»»

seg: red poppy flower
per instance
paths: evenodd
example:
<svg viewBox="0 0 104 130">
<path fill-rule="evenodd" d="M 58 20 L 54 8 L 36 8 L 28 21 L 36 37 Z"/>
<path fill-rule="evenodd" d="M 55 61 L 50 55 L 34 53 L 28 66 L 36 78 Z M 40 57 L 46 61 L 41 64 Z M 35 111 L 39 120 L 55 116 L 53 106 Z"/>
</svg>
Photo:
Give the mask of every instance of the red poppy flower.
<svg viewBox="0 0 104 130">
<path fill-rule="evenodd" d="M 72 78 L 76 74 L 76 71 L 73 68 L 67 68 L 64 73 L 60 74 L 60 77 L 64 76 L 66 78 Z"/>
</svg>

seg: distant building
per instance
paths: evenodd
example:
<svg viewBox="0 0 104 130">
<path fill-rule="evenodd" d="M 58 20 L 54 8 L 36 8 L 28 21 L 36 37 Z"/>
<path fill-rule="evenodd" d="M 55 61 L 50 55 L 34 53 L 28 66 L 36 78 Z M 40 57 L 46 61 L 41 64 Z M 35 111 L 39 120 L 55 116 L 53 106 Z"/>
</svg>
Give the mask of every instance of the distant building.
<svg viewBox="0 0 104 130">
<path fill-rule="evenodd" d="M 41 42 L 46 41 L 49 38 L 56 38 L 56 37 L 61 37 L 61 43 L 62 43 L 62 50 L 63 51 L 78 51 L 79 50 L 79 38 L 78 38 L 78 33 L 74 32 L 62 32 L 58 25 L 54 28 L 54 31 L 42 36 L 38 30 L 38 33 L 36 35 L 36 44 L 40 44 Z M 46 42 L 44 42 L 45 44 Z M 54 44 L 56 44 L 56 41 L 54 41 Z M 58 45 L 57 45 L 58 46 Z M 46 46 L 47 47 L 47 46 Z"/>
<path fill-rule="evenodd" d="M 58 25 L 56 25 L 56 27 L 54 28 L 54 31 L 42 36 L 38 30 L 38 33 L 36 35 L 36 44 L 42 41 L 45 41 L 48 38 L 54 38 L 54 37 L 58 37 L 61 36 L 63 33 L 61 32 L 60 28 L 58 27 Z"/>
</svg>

««

▶ [REQUEST] Please rewrite the items between the line holding "seg: distant building" and the end of the items, inclusive, requests included. Multiply every number in the answers (the outline coordinates and viewBox values) by 1.4, rounding to whole numbers with halves going up.

▶ [ANSWER BELOW]
seg: distant building
per instance
paths: evenodd
example:
<svg viewBox="0 0 104 130">
<path fill-rule="evenodd" d="M 58 20 L 54 8 L 36 8 L 28 21 L 36 37 Z"/>
<path fill-rule="evenodd" d="M 55 61 L 50 55 L 34 53 L 28 66 L 36 78 Z M 40 57 L 46 61 L 41 64 Z M 35 111 L 39 120 L 55 116 L 53 106 Z"/>
</svg>
Give the mask of every instance of the distant building.
<svg viewBox="0 0 146 182">
<path fill-rule="evenodd" d="M 57 59 L 64 57 L 69 53 L 78 53 L 78 52 L 85 52 L 85 60 L 87 60 L 87 70 L 88 71 L 109 71 L 111 70 L 111 53 L 109 53 L 109 46 L 104 45 L 87 45 L 81 35 L 76 39 L 76 43 L 59 50 L 53 42 L 53 46 L 50 49 L 50 62 L 56 62 Z M 64 59 L 62 59 L 63 62 Z M 76 62 L 78 62 L 78 57 L 76 57 Z M 81 63 L 80 63 L 81 64 Z M 64 64 L 66 66 L 66 64 Z"/>
<path fill-rule="evenodd" d="M 81 35 L 78 35 L 78 38 L 76 39 L 76 43 L 59 50 L 53 42 L 53 46 L 50 49 L 50 62 L 59 57 L 63 57 L 67 53 L 76 53 L 76 52 L 81 52 L 85 50 L 88 46 L 85 45 L 84 39 L 81 38 Z"/>
</svg>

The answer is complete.